- Tasks and exercises:
1. In the forum thread, what did the poster build the cave out of?
2. Reproduce the section of the forum thread that opens with the words containing "here's my issue, he" and closes with "that sells it..petland)".

- Text passage:
# krib won't eat



## trashion (Aug 24, 2007)

i got a new male krib about 3 days ago. he's very shy, constantly hiding, but i have a very thick bunch of crypts growing and i build a cave out of polished river rocks that he likes to lurk in. i moved the tank back to college today, and moved some stuff around, now he's coming out more often and his colors look better.

here's my issue, he won't eat. he did attack and eat my smallest amano shrimp in the night, i'm quite sure, as i found only a shrimpleg in the cryptforest and no sign of the shrimp.

i've tried dropping frozen bloodworms right next to him, i dropped cichlid pellets near him, flakes, nothing. i managed to get a piece of flake to float past his cave today, and he snatched that, only to spit it out in little pieces, spewing it everywhere. he keeps trying to eat dead plant matter and spitting it back out, so i'd assume he's hungry.

any ideas? live food isn't really an option (don't want to risk parasites, plus it's hard for me to get to the only place in town that sells it..petland)

*edit* it's not just dead plant matter, he keeps swimming around the tank, getting big mouthfuls of substrate, munching, and then spewing them out. what on earth is with this fish?!


----------



## trashion (Aug 24, 2007)

bump... i may go shopping for other foods tomorrow, so i'd like an answer, if anyone has one.


----------



## Kribensis12 (Jan 1, 2008)

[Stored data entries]
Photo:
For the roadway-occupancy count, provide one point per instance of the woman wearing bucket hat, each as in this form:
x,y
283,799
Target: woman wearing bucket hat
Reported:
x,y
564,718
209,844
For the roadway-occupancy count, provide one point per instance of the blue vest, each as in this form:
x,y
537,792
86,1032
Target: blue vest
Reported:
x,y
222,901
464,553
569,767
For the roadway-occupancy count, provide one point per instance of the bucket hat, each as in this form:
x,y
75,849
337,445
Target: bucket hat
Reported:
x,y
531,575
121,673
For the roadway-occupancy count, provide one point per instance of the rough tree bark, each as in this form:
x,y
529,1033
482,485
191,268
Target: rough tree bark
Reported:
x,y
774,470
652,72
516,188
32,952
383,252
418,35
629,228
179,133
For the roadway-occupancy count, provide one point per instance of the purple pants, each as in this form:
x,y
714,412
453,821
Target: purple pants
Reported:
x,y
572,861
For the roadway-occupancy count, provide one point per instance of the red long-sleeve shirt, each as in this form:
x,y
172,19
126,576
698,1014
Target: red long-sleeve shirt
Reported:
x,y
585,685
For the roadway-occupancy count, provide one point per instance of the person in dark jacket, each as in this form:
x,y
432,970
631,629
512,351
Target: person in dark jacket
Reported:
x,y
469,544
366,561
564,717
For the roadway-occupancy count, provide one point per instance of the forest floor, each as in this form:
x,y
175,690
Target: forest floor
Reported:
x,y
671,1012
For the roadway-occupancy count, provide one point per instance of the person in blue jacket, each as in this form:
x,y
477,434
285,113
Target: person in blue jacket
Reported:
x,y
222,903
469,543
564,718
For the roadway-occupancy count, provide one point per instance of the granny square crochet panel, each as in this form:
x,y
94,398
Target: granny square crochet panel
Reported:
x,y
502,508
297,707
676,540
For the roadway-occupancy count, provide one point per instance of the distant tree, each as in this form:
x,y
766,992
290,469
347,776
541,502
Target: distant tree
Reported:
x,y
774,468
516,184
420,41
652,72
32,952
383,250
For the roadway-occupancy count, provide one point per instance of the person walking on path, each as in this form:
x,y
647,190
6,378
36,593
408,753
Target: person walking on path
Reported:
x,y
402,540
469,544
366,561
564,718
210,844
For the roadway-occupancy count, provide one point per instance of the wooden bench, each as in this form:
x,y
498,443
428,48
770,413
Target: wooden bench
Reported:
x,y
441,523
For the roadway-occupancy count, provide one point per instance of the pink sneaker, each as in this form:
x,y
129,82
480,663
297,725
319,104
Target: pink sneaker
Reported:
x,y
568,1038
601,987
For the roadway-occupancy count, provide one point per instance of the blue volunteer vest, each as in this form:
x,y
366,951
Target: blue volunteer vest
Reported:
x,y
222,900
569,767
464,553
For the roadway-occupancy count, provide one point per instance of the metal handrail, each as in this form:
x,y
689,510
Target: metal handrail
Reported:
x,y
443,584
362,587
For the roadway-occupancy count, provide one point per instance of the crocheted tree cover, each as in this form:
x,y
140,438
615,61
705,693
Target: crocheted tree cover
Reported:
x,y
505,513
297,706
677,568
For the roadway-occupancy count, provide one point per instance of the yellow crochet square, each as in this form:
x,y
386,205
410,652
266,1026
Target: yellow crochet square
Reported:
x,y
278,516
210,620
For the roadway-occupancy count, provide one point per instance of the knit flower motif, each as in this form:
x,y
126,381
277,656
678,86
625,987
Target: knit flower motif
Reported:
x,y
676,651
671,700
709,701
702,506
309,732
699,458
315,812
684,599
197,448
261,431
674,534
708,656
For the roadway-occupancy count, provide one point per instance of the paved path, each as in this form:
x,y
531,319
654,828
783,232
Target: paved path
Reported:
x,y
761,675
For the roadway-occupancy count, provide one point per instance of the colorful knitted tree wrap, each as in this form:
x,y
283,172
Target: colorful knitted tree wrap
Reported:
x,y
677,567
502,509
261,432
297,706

- Solutions to the exercise:
1. Polished river rocks.

2.
here's my issue, he won't eat. he did attack and eat my smallest amano shrimp in the night, i'm quite sure, as i found only a shrimpleg in the cryptforest and no sign of the shrimp.

i've tried dropping frozen bloodworms right next to him, i dropped cichlid pellets near him, flakes, nothing. i managed to get a piece of flake to float past his cave today, and he snatched that, only to spit it out in little pieces, spewing it everywhere. he keeps trying to eat dead plant matter and spitting it back out, so i'd assume he's hungry.

any ideas? live food isn't really an option (don't want to risk parasites, plus it's hard for me to get to the only place in town that sells it..petland)